__Brief__
Write each line out again exactly as written.

__Supplied records__
## BEGIN

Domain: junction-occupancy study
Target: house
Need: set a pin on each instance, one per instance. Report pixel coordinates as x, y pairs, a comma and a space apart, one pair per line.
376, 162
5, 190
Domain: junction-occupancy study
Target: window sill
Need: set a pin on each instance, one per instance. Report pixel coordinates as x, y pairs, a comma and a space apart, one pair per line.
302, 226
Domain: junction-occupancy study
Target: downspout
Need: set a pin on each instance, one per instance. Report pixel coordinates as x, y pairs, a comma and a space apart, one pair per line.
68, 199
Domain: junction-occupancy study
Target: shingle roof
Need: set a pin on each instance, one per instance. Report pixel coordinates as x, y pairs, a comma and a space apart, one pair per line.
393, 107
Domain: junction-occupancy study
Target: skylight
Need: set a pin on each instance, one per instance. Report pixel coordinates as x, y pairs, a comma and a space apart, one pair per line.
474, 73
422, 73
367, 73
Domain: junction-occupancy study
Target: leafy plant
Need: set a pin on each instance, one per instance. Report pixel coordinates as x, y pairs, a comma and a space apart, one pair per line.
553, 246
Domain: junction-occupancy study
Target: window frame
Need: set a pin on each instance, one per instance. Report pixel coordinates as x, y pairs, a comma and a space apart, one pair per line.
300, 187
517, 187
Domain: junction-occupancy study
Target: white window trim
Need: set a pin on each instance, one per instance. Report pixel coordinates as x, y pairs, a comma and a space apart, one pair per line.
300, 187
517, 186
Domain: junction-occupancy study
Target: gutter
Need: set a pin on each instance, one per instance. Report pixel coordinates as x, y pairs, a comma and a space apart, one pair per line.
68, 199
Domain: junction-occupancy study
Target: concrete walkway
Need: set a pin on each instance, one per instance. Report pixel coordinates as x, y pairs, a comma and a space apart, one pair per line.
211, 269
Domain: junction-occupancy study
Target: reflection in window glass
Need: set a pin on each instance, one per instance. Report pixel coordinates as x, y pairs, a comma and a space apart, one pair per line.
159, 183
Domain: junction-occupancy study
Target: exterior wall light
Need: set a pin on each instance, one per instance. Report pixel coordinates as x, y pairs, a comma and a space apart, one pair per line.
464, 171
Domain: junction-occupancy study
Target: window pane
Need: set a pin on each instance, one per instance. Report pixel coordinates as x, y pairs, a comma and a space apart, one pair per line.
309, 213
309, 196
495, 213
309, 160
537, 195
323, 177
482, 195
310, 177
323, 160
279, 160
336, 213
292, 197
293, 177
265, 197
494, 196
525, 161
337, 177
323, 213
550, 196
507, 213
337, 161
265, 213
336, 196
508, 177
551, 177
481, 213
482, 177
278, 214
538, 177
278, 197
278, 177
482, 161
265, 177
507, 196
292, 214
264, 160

## END

__Written solution__
Domain: junction-occupancy study
Target: house
Need: set a pin on each instance, one per instance. Report pixel coordinates as x, y pairs, a comma and a space apart, one pair per line.
376, 162
5, 190
Domain: junction-occupancy study
Target: window sill
Need: set a pin on each instance, one per instance. Report pixel coordinates as x, y pairs, a comma and a space apart, one pair per line.
302, 226
Domain: junction-occupancy study
Target: downspout
Need: set a pin on each instance, one per instance. Report pixel coordinates as x, y pairs, a comma and a space apart, one pair per line.
68, 199
Domain: junction-occupancy study
Target: shingle roof
Need: set a pin on each instance, one per instance. Report pixel coordinates as x, y pairs, a comma and a space apart, one pair per line.
393, 107
Domain: junction-occupancy study
Target: skylight
Need: set a pin on each instance, one per instance. Report pixel coordinates as x, y pairs, a comma and a space apart, one pair per line.
474, 73
422, 73
367, 73
Domain: junction-occupancy study
Target: leafy plant
Need: set a pin on each instance, one per instance. Report pixel coordinates as x, y pairs, a comma and a space apart, one pair per line.
553, 246
Domain: junction-occupancy study
Target: window frame
Need: set a pin on each instance, one per instance. Report pixel coordinates as x, y pairs, a comma and a space apart, one pair per line.
300, 187
517, 187
Domain: junction-occupancy study
Target: white window trim
Need: set a pin on each instance, one per instance. Report pixel coordinates as x, y pairs, a comma and a space apart, one pair per line.
300, 187
517, 186
Domain: junction-occupancy study
Target: gutter
Need: set a pin on each instance, one per instance. Report pixel coordinates as x, y pairs, a comma and a space apart, one pair per line.
68, 199
Domain: junction-occupancy study
Target: concrete walkway
Need: set a pin on each instance, one per instance. Report pixel coordinates as x, y pairs, a comma and a space apart, one pair per line.
211, 269
Domain: junction-occupancy study
Target: reflection in window glass
Need: set a pin on each instance, one per instance. Report pixel coordinates as x, y pairs, a comma and a space apart, one pair per line.
159, 183
Domain: junction-occupancy study
Target: exterior wall light
Need: set a pin on each instance, one per instance. Report pixel coordinates as x, y pairs, a comma and a space apart, one pair per line.
464, 171
Domain: junction-occupancy study
Target: window pane
Need: set a pin on each instance, one per instance. Report pixel coordinates as x, y pairs, a comma and a space apart, one pair per line.
309, 213
309, 196
495, 213
309, 160
537, 195
323, 177
482, 195
310, 177
323, 160
279, 160
336, 213
292, 197
293, 177
265, 197
494, 196
525, 161
337, 177
323, 213
550, 196
507, 213
337, 161
265, 213
336, 196
508, 177
551, 177
481, 213
482, 177
278, 214
538, 177
278, 197
278, 177
482, 161
265, 177
507, 196
292, 214
264, 160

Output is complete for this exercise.